Count how many lines in the entries below contain the string "white". Matching is case-sensitive, and the reply is the number alone.

-- Contour annotation entries --
--------
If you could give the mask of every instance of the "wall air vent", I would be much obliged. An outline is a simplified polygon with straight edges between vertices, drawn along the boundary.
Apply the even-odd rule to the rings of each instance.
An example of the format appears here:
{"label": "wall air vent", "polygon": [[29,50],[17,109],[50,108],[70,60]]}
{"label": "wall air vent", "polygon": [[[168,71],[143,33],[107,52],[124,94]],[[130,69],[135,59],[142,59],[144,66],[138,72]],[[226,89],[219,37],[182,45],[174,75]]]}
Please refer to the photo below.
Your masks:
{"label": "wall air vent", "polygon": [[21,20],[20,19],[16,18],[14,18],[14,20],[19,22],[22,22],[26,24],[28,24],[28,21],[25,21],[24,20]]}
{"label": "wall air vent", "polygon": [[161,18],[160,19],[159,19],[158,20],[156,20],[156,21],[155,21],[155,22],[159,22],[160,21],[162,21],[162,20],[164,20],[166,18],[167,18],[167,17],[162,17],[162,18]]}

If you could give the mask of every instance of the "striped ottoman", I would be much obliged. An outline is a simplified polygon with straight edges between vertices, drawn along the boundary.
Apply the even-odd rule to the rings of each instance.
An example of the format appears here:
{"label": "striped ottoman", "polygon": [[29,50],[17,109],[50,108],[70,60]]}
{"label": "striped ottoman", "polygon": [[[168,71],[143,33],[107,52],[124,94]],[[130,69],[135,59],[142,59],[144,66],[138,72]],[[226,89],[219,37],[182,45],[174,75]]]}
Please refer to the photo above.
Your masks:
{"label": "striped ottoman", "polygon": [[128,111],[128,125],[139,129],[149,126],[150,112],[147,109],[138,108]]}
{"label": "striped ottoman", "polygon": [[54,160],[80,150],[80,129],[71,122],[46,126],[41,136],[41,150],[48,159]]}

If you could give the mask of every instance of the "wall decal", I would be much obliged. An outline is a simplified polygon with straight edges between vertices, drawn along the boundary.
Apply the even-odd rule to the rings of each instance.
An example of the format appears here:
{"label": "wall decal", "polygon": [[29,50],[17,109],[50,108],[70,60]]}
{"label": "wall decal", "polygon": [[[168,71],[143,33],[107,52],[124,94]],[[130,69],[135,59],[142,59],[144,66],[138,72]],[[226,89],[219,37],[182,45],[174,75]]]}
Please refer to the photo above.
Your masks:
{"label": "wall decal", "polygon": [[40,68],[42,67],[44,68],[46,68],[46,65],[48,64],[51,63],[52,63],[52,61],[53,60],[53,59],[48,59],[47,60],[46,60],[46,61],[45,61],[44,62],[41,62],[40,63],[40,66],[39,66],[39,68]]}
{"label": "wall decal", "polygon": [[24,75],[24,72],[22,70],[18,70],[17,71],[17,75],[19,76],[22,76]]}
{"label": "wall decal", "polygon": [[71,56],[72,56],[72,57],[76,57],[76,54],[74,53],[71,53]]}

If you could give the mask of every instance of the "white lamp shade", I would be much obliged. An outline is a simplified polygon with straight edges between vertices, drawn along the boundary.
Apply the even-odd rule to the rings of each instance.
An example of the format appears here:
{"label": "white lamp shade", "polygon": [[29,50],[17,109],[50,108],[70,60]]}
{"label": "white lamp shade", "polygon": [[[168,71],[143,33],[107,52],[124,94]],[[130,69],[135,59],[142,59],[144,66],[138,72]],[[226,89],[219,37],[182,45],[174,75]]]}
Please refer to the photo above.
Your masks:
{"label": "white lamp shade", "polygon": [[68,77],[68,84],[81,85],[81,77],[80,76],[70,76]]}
--------
-- Expected output --
4